(Data entries)
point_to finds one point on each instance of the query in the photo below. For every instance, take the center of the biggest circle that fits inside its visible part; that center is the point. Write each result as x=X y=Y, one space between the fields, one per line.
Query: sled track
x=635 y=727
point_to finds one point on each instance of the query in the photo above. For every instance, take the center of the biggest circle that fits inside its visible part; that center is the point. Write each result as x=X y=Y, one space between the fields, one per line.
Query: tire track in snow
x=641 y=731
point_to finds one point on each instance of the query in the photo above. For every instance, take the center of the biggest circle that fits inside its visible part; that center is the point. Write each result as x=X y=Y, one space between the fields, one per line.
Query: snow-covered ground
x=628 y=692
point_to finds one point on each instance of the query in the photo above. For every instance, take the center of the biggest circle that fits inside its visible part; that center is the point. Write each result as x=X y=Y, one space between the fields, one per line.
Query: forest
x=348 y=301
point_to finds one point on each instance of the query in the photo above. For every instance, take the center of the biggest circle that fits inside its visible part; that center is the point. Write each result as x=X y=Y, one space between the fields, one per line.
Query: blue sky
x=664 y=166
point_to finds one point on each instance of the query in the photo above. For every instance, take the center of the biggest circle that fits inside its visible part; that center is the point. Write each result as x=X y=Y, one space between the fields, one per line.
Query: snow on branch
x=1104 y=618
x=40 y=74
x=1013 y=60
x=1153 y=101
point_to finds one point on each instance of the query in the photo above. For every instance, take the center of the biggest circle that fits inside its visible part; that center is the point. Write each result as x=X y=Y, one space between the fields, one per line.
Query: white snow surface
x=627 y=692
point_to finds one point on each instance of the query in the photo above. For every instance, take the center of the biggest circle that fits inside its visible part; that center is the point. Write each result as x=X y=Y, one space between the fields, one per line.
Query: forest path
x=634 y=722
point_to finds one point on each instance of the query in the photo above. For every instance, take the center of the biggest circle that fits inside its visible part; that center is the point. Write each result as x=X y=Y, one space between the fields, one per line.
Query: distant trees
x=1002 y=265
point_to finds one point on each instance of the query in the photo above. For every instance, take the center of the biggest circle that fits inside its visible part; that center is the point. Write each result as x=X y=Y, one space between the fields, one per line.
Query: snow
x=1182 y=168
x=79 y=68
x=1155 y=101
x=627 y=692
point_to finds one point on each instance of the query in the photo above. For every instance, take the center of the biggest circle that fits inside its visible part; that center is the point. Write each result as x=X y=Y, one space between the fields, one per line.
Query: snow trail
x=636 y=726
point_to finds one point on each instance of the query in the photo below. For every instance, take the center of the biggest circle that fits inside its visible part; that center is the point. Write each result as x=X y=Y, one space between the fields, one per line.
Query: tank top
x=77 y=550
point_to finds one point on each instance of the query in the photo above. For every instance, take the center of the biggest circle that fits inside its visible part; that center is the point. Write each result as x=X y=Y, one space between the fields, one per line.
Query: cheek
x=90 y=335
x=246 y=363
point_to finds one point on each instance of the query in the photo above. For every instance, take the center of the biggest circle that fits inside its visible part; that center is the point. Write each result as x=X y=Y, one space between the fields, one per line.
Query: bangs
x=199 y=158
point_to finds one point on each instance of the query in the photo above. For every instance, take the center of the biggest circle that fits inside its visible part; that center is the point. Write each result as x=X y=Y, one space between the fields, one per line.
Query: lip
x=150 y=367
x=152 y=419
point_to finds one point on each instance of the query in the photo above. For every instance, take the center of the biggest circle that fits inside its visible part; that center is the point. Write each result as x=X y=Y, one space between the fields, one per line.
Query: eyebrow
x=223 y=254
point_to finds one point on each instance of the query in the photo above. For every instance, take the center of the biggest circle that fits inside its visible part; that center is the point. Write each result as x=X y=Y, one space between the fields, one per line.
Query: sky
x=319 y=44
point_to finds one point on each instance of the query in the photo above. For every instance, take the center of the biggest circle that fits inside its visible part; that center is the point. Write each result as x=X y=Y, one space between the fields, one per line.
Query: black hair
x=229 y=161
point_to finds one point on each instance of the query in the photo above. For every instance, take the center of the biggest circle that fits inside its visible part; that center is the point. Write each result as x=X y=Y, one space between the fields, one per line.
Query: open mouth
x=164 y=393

### What is asked
Print all of the entries exactly as they are written.

### Solution for this problem
point_to finds one point on each instance of the query in the photo below. For every instance, take the center of the biggest circle that fits inside its visible part; that center is the point. Write each result as x=X y=Y, one space between the fields, one per line.
Query: sled track
x=635 y=727
point_to finds one point on each instance of the query in the photo above. For every instance, take the center of the biggest circle that fits inside its visible part; that center is the point. Write each result as x=X y=Y, one space between the fields, one per line.
Query: tire track in snow
x=641 y=731
point_to finds one point on each instance of the query in the photo above. For every instance, take the center of the biggest circle that fits inside its visible part; that center is the point. Write each result as x=X y=Y, one space between the fields, one per line.
Query: snow-covered ground
x=628 y=692
point_to finds one point on each instance of the query in the photo above. For every instance, take the center of the biggest circle that fits inside its visible part; that center is the point. Write each result as x=X y=Y, one space between the fields, one per line.
Query: forest
x=348 y=301
point_to finds one point on each instance of the query in the photo above. For every instance, take the center of the biggest circle that fits inside its visible part; that center is the point. Write each result as x=X y=Y, one space between the fields, one per line.
Query: blue sky
x=664 y=166
point_to finds one point on each instance of the query in the photo above. For every instance, take the center of the biggest circle that fits inside its visible part; that center is the point. Write each result as x=X y=Y, one space between the fields, one per line.
Query: snow on branch
x=1104 y=618
x=40 y=74
x=1013 y=60
x=1153 y=101
point_to finds one point on each instance of the query in the photo above. For every instance, take the center of the biggest circle that fits inside its visible part; that center is the point. Write each result as x=X y=Y, one space between the fields, one per line.
Query: white snow surface
x=627 y=692
point_to finds one point on each instance of the query in the photo above. For every instance, take the center of the biggest circle that fits inside its visible part; that center is the point. Write each result as x=X y=Y, one space between the fields, one per line.
Query: forest path
x=634 y=722
point_to finds one point on each instance of the query in the photo above. For every instance, take the center of the biggest circle that fits inside its visible part; that center is the point. Write each result as x=X y=Y, one space between the fields, one per line.
Query: distant trees
x=1002 y=265
point_to finds one point on each instance of the query in the photo above. For every instance, take the center of the biggest circle that fits inside its visible part; that center is the point. Write each result as x=X y=Y, one space between the fields, one per line.
Query: snow
x=1182 y=168
x=79 y=68
x=1155 y=101
x=627 y=692
point_to finds one point on each instance of the query in the photo above. For every instance, take the center of the biggest circle that fits inside its visible part; that center is the point. Write each result as x=X y=Y, one space between the fields, one per line.
Query: snow trail
x=636 y=726
point_to finds one point on each instance of the query in the photo below. For every instance, take the center of the biggest circle that fits inside its visible part; that center is the point. Write each result as x=X y=Y, one space between the fields, one per line.
Query: tank top
x=77 y=550
point_to finds one point on each instance of the query in the photo above. For every instance, take the center of the biggest circle that fits inside its visible part; that center is the point. Write each result as x=X y=Y, one space between the fields, one per line.
Query: cheek
x=90 y=335
x=246 y=363
point_to finds one point on each instance of the query in the photo above. For every instance, take the center of the biggest circle that fits inside its visible part; that center is the point. Write each result as x=X y=Y, one space between the fields, one per line.
Query: bangs
x=199 y=158
point_to finds one point on each instance of the query in the photo above. For every instance, take the center of the biggest circle that fits inside its visible part; that center is the point. Write each result as x=X y=Y, one space between the fields, one per line.
Query: lip
x=150 y=367
x=152 y=419
point_to finds one point on each instance of the query in the photo above. For every instance, take the center of the biggest circle that fits inside its visible part; that center is the point. Write each result as x=X y=Y, one space between the fields, one per line.
Query: eyebrow
x=223 y=254
point_to finds one point on each instance of the query in the photo above. For every instance, take the center of the biggest circle that fits inside its visible part; that center is the point. Write each result as x=X y=Y, one space between the fields, one per line.
Query: sky
x=319 y=44
point_to finds one point on each instance of the query in the photo above. For every instance, take the center of the biggest circle that fits inside its visible part; that center is the point. Write each result as x=X y=Y, one space between the fields, one per line.
Query: black hair
x=229 y=161
point_to finds one point on each instance of the query in the photo above. For every instance, take the center of the biggest circle that fits inside its visible part; that center is the point. Write each result as x=X y=Y, one space between the fields, one per line.
Query: open mouth
x=164 y=393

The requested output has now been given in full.